Do this. Copy every one of the records below word for word, leaving out the pictures.

# # # # # # #

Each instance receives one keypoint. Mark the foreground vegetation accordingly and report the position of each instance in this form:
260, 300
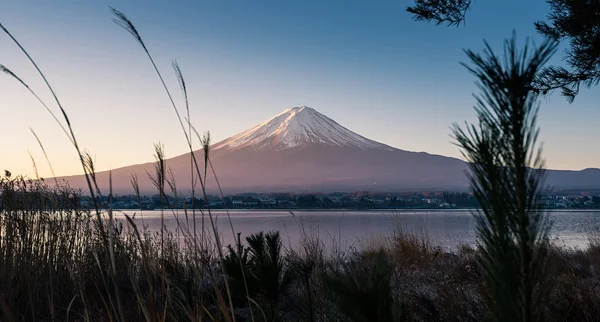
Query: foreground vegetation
54, 267
60, 261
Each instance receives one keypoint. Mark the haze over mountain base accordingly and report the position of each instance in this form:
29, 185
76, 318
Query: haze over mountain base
302, 150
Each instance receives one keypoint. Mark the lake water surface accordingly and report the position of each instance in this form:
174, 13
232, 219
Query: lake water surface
445, 228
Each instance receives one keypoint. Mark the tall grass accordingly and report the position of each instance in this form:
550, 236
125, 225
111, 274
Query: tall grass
61, 261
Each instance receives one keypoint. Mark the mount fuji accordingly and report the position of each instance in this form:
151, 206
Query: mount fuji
302, 150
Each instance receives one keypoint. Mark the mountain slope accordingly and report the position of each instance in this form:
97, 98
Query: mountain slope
296, 127
301, 149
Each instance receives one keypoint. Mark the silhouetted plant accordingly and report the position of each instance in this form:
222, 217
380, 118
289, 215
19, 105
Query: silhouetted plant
267, 274
362, 288
507, 178
575, 21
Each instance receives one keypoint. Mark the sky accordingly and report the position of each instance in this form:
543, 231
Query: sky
367, 65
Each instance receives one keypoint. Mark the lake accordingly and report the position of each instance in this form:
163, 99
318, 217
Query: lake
445, 228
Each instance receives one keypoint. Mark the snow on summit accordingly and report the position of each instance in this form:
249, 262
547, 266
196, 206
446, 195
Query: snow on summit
297, 126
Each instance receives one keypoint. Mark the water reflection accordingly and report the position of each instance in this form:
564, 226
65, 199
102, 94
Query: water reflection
445, 228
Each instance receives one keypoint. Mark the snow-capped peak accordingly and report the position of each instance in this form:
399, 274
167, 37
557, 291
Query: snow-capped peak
297, 126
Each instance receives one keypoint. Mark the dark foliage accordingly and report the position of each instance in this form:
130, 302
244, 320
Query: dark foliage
574, 21
506, 178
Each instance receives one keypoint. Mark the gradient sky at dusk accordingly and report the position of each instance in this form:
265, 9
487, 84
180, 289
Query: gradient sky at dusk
365, 64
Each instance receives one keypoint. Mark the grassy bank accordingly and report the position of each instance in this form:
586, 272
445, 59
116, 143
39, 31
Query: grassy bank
54, 267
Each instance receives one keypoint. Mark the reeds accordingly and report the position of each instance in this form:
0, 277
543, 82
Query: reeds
62, 261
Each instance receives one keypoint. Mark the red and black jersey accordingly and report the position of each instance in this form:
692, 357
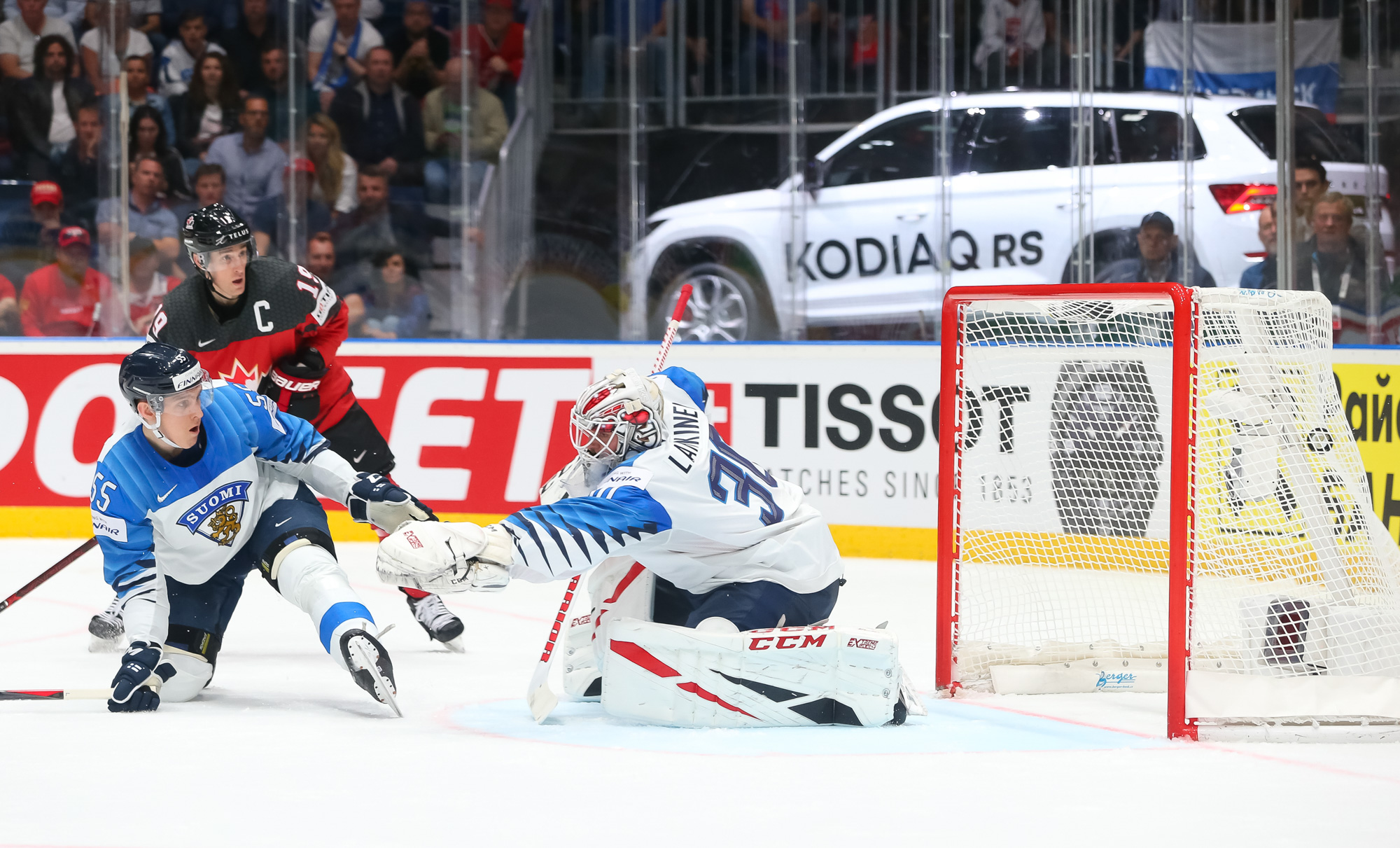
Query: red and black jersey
286, 311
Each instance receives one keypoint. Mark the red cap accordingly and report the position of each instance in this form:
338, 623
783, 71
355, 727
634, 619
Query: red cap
75, 235
46, 192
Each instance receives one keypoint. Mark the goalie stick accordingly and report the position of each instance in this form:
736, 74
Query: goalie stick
55, 569
541, 699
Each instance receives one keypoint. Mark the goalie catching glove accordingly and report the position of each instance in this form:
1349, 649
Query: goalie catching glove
376, 500
447, 557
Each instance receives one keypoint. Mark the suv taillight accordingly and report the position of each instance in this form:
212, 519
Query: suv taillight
1237, 196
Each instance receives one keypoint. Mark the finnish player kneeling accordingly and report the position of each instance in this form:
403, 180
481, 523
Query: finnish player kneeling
726, 626
212, 485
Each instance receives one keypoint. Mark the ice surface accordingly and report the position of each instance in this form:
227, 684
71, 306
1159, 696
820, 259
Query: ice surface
285, 751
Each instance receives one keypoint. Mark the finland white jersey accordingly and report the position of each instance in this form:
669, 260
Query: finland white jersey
191, 514
692, 510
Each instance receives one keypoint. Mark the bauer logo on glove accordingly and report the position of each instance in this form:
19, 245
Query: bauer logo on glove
376, 500
447, 557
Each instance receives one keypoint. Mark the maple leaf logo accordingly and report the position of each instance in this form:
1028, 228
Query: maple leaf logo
241, 375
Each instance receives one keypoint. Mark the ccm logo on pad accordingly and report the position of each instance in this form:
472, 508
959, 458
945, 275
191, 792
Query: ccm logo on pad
788, 641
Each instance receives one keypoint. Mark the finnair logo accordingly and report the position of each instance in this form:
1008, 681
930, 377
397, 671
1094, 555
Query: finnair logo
1111, 681
220, 515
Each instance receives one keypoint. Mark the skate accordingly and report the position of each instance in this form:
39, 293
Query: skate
439, 622
108, 630
370, 667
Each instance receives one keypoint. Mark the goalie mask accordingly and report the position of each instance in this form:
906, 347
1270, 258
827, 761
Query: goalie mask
617, 416
159, 374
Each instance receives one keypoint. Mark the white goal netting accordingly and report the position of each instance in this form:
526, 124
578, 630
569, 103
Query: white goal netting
1065, 494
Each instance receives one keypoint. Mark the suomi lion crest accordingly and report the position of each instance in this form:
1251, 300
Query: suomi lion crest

# # # # # # #

Expected answer.
Each instance receives one keypoint. Mark the foreground vegetation accordingly and report the position of each instance in this form:
260, 300
Query: foreground vegetation
54, 267
60, 261
Each instance receives one keypoint. Mark the haze over mountain base accordingly and report the position of each instance in this form:
29, 185
76, 318
Query: haze over mountain base
302, 150
Each instance receives one keypoint. Mark the lake water surface accordingly and report the position of each instance in this form:
174, 13
232, 219
Query: lake water surface
445, 228
Each instance receives one keypoint. Mark the tall grass accordingly and report the position of each instance in this form:
550, 236
125, 225
111, 274
Query: tall grass
61, 261
Each instance receives one keypoint. Mark the mount fuji accordingly and report the position of each instance in this form:
151, 206
Query: mount fuji
302, 150
Each instance receives one keypoint. Mark the mountain slope accordingly and report the position of each instance in this form:
97, 98
Query: mountain slope
296, 127
301, 149
Each instance receives one keypoint. Mark the silhouetted plant accordingly and report the position of each instance in this form:
222, 217
380, 118
289, 215
19, 105
Query: silhouetted plant
267, 274
362, 288
507, 178
575, 21
Each instance receives one keypoint. Mark the sky accordingly and report the position of each instance in this form:
543, 231
Query: sky
367, 65
Each instance receives one keypoint. Mark the lake accordingly and report the position of each instance in this form:
163, 99
318, 217
Query: lake
445, 228
Each instance receives one keypoint. Mark the snow on summit accordingly and report the position of each instance in this form:
249, 262
547, 266
196, 206
446, 195
Query: snow on summit
297, 126
Each instance receives one keypoint. Mark the water reflection accordingly and report the position of each instance in this form:
564, 226
65, 199
102, 94
Query: water reflection
445, 228
Each instance receives one keypoint. Mark the snow-capped peak accordingly and report the position of each instance in this form:
399, 274
167, 37
557, 291
Query: snow-capped peak
297, 126
Each instance receives one keypoint. Mark the dark foliage accordingly and report the position of each instance in this form:
130, 302
244, 320
Query: dark foliage
574, 21
506, 178
Each instance receives one keypoint. Mark the gradient sky at dusk accordingly and report the position of each instance in this form:
265, 9
487, 84
180, 289
Query: gradient sky at dusk
365, 64
Each instance receives one keypoint. Mark the grassy bank accordingly and report the position of each instance in this form:
586, 272
445, 59
116, 143
39, 31
Query: grassy bank
54, 267
Each instance receives one keypoint. Mark the reeds accordingly and report the position of each instance in this form:
0, 277
543, 82
Query: reeds
62, 261
Each instance receives one keypoint. Mark the red and black jersey accordingly and report the position of each instance in this form:
692, 357
Query: red and black jersey
286, 311
Each instance receives one keypoint. Mark the red cap accordingly and report the position of each instance in this form:
338, 623
783, 71
355, 727
634, 619
Query: red cap
75, 235
46, 192
Each instance receives one keypoint. Mark the goalie stick accordingly and report the position of each instance in this form:
736, 74
Query: goalie stick
55, 569
541, 699
Each instance receives one keypoint. Mark the goalie catching glove accordingly and report the position of each instance in this form:
1349, 649
Query: goalie catching glove
376, 500
447, 557
Each instance receives one keypoint. Mark the suv taillight accordingly and report the position of each instance in this form:
212, 519
Query: suv taillight
1237, 196
Each instance receives one keypoint. Mark the finnish player kneeling accordingly and report the position of each instance in this form:
403, 180
481, 523
Query: finnish player kneeling
726, 626
212, 485
Each instance receives one keypoint. Mark the ice surface accordingly and report the position of each instance in this form:
227, 684
71, 306
1159, 696
820, 259
Query: ice surface
285, 751
Each instance receives one keypoint. Mark the finland white jersey accordingly and report the position of each instance in this form:
669, 260
Query: finland white jersey
191, 514
692, 510
Each instance receives one keypoint. Mark the bauer logo on glove accordingly and report the position of each instance in this form:
19, 245
Query: bauer logo on glove
376, 500
447, 557
Each instance receives one keypoint. Mark the maple leaf logo accordingly and report the position of each instance in this form:
1028, 228
Query: maple leaf logo
241, 375
Each instance receives one keypoint. Mark the ccm logo on pad accordingly and report the position of each instance in this form:
472, 508
959, 458
945, 275
191, 792
Query: ccm logo on pad
788, 641
Each instance receives one keypoint. Mark the finnair logo accordingly and report the position of each instance in this form:
1008, 681
930, 377
397, 671
1094, 555
Query: finnair logo
1111, 681
220, 515
Each instance receives one keypoint. Mark the skate accordingly and report the position of each instance in this form:
39, 293
Query: skate
439, 622
108, 630
370, 667
Each instance receives one keypoint. Mark the goalie mask accordingly and report the position of each instance in this form:
906, 347
1270, 258
827, 761
Query: goalie mask
617, 416
159, 374
Each instance receives one keypoint. Mark the white goal netting accordingly and report the position of each instance in this form:
526, 124
578, 630
569, 103
Query: white goal netting
1065, 494
Each instance receives one keypoint. Mark the suomi lion crest accordingly and report the position of each instance in this form:
1251, 300
Query: suomi lion crest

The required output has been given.